Please put every line of the data below into a numbered list, skipping any blank lines and leaving out the pictures.
>> begin Source material
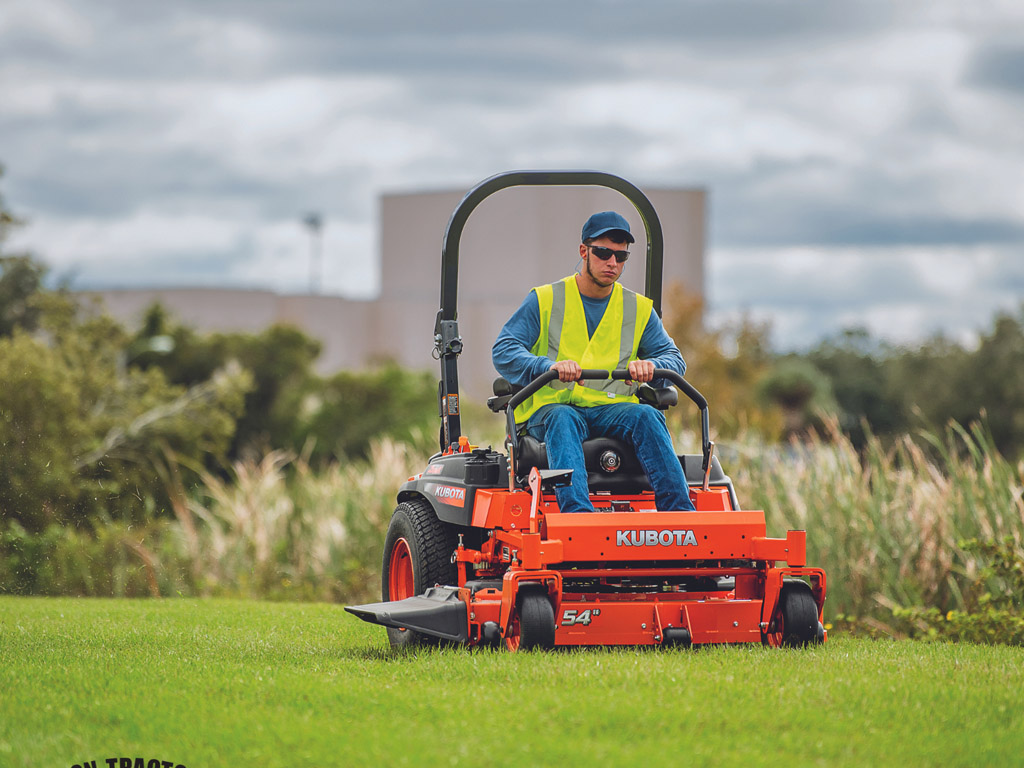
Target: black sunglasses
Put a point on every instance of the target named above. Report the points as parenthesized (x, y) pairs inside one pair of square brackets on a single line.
[(606, 253)]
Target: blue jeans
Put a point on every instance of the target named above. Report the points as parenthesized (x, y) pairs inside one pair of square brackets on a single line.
[(564, 428)]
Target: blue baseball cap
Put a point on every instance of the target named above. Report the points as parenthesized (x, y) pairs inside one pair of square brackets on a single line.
[(604, 222)]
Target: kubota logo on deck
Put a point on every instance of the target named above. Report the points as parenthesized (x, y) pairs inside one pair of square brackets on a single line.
[(450, 495), (665, 538)]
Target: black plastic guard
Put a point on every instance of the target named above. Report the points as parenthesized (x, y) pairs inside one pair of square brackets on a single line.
[(437, 611)]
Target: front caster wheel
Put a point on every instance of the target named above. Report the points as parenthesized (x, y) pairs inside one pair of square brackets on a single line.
[(532, 624), (795, 622)]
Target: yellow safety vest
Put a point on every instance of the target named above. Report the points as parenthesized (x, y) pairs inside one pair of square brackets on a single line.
[(563, 337)]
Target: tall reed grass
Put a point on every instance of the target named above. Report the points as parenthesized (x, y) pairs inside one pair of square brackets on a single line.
[(888, 523)]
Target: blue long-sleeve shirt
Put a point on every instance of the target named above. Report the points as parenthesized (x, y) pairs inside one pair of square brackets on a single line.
[(513, 359)]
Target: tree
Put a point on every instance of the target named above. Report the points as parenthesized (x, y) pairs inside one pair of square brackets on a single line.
[(20, 281), (725, 365)]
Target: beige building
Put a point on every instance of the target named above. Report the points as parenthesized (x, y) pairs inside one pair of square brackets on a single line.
[(516, 239)]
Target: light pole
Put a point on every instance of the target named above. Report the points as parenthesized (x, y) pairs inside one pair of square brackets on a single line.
[(314, 223)]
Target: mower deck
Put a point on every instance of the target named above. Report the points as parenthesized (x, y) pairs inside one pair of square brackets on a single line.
[(642, 578)]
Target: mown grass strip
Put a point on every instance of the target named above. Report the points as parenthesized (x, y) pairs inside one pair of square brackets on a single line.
[(238, 683)]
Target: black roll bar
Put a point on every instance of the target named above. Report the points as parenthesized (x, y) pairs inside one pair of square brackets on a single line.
[(446, 339)]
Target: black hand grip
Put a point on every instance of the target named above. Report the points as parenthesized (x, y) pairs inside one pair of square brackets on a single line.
[(664, 373)]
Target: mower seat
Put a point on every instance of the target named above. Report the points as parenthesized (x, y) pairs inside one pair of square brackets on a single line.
[(619, 473)]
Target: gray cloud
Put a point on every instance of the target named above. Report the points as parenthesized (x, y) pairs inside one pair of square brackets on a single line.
[(999, 67), (844, 128)]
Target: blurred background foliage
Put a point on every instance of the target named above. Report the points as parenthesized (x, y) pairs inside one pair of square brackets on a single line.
[(160, 460)]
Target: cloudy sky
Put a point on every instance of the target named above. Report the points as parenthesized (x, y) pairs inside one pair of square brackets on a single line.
[(864, 160)]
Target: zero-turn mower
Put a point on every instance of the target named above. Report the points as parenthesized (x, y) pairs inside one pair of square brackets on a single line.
[(477, 552)]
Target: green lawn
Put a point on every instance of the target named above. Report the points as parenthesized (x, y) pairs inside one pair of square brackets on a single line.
[(231, 683)]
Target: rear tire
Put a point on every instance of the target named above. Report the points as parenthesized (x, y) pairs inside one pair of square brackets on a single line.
[(417, 556), (532, 624), (795, 622)]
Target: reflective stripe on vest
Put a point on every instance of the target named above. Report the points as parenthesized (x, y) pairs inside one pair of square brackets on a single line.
[(563, 336)]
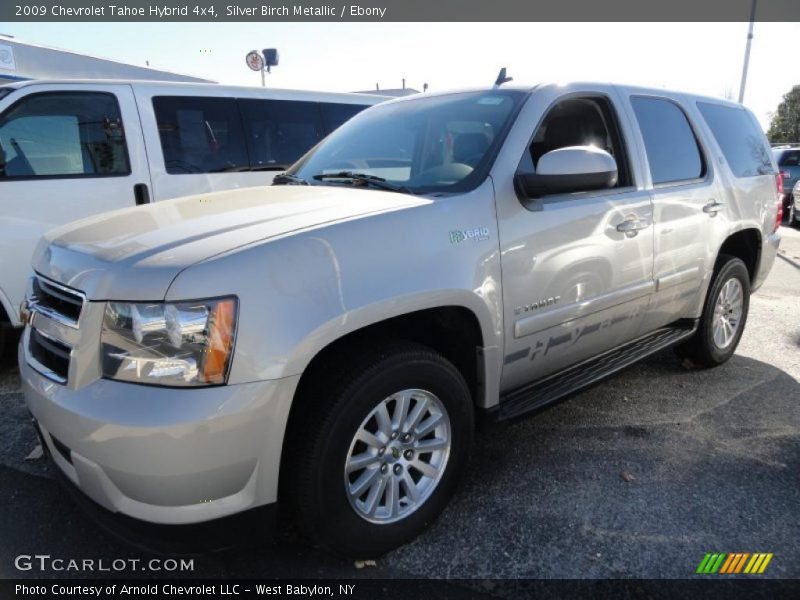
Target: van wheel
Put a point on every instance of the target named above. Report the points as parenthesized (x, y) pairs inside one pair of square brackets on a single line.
[(724, 315), (379, 449)]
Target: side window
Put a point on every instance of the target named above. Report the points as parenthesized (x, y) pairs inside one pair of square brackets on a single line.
[(336, 114), (743, 145), (669, 141), (200, 135), (789, 158), (279, 132), (580, 122), (63, 134)]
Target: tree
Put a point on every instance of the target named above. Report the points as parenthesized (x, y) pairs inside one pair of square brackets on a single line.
[(785, 125)]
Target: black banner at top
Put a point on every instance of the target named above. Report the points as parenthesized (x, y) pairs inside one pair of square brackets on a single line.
[(397, 10)]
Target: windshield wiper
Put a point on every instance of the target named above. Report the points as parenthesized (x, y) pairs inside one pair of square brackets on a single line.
[(287, 179), (364, 179)]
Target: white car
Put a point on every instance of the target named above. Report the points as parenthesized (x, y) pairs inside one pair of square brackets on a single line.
[(71, 149)]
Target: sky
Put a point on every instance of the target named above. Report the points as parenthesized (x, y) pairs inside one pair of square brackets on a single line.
>> end Source material
-- In response --
1. Target: black sunglasses
2. Put a point on every instance of the target named above. Report the points as parenthesized (x, y) pairs inside one pair of square brackets on a single line.
3. [(606, 253)]
4. Target: blue jeans
5. Put a point on every instance of the target named above. Report the points as parenthesized (x, y) pairs inside one pair of square brackets on a single line.
6. [(564, 428)]
7. Target: blue baseball cap
8. Put a point on every instance of the target named above. Report the points as parenthesized (x, y) pairs inside one pair of square brackets on a single line.
9. [(604, 222)]
10. Target: kubota logo on deck
11. Put a point on every instance of the target named above. Report the points as parenthesized (x, y) pairs inside one pair of square brackets on a single line.
12. [(450, 495), (665, 538)]
13. Target: black plastic guard
14. Put a point on every instance of the target named above. Report the points as parenthesized (x, y) pairs inside one pair of square brackets on a single line.
15. [(437, 611)]
16. Target: front caster wheel
17. Put a point on every instance of the target named above. Report the points as parenthesized (x, y) pairs inside one pair of square brackets on a single line.
18. [(532, 624), (795, 622)]
19. Target: yellow safety vest
20. Put a point on every instance of the target named above. Report the points as parenthesized (x, y) pairs inside one pair of square brackets on a single line.
21. [(563, 337)]
22. Target: tall reed grass
23. Put a point on every instance of the target named above. Report the points as parenthesized (x, y) pairs inside one pair of square brackets on a single line.
24. [(888, 523)]
25. Target: blue long-sleeve shirt
26. Put a point on every instance of the target named above. Report the points as parenthesized (x, y) pairs inside one pair of square brackets on a single line.
27. [(513, 359)]
28. Target: tree
29. Put a point on every instance of the target named above. Report the points as parenthesized (x, y) pairs inside one pair of square brackets on a single line.
30. [(20, 281), (725, 365)]
31. Target: beige building
32. Put a point on every instance of the target named above. Report the points as parenthesized (x, y) pairs inside one pair of square brackets on a single line.
33. [(516, 239)]
34. Target: light pole
35. Put a point on every instance of the target named above. Report the points as parenthesized (x, y) pairs inside one pair of square brackets on a single line.
36. [(314, 223)]
37. Target: mower deck
38. Put a point on every instance of the target named above. Report the points as parenthesized (x, y) pairs inside one pair of square brackets on a single line.
39. [(642, 578)]
40. Target: mown grass strip
41. Put a point on every instance of the target named above. Report the points as parenthesized (x, y) pairs inside one pair of square brackets on a single line.
42. [(238, 683)]
43. Target: black roll bar
44. Put a point on every instance of the target named above. Report the points as parenthesized (x, y) pairs inside one pair of square brackets on a single line.
45. [(446, 339)]
46. Target: black hand grip
47. Put a point on every instance of the target named above. Report the points as parenthesized (x, y) pairs inside one pair of square brackets on a single line.
48. [(664, 373)]
49. Target: mower seat
50. Put a point on every instance of the target named above. Report the points as parenthesized (x, y) pairs inside one pair of square brackets on a single line.
51. [(619, 473)]
52. Target: gray cloud
53. Put a point on every instance of the target named above. Report the points as parenthesized (x, y) pairs inside one pair of square brackets on a single line.
54. [(999, 67), (844, 128)]
55. Target: blurred background foliage
56. Put a point on every instance of the target named above. Report the points as parenthesized (x, y) pairs inside one pair of square brackets on a single line.
57. [(160, 460)]
58. Target: cloudy sky
59. Put a point on every instance of the target named above. Report the points as parenthesized (x, y) pairs inside one pair of square brackets on a single line.
60. [(864, 160)]
61. Target: zero-turn mower
62. Put a point on every instance of the target named above. Report the points as parenthesized (x, y) pairs inside one pair of square brackets on a single line.
63. [(477, 552)]
64. Target: green lawn
65. Put a point on every instance of the target named above. Report the points as parenthesized (x, y) pairs inside one pair of square brackets on a single line.
66. [(231, 683)]
67. Target: rear tire
68. Put a point on every instance of the target named above. Report the points as parenthesized (x, y) pairs inside one pair of square brackets on a single line.
69. [(417, 556), (532, 624), (795, 622)]
70. Target: reflective stripe on vest
71. Put a point on every instance of the target named above. Report the points as parenthesized (x, y) pairs inside one pair of square brackets on a single line.
72. [(563, 336)]
73. Target: van wheel
74. Put a point on every instance of the target named above. Report the points as parenthesized (x, y) pairs inside one pair of square brackets on a single line.
75. [(724, 315), (379, 449)]
76. Target: side window
77. Put a point on every instance of the target named above. Report the points as parenthesized (x, y) pairs inside one pair of square brackets on a single line.
78. [(336, 114), (743, 145), (669, 141), (200, 135), (789, 158), (279, 132), (580, 122), (63, 134)]
79. Target: tree
80. Put a point on every instance of the target named above. Report the points as parenthesized (x, y) pairs inside one pair of square brackets on a single line.
81. [(785, 125)]
82. Target: black banner at top
83. Put a point on every instance of the target named above. Report the points as parenthesized (x, y) pairs inside one pair of square brackets on a single line.
84. [(397, 10)]
85. Target: windshield wiper
86. Put a point on every instance of the target named above. Report the points as parenthesized (x, y) pairs inside one pair of square brackets on a single line.
87. [(287, 179), (364, 179)]
88. Target: white car
89. Put a point on every instance of the target named above. Report the points as parenthesized (x, y) pairs inside one pair of square brackets on a single line.
90. [(71, 149)]
91. Target: sky
92. Put a point on every instance of the target named above. Report the points as parenthesized (x, y) pairs inside one pair of square brackets on a single line.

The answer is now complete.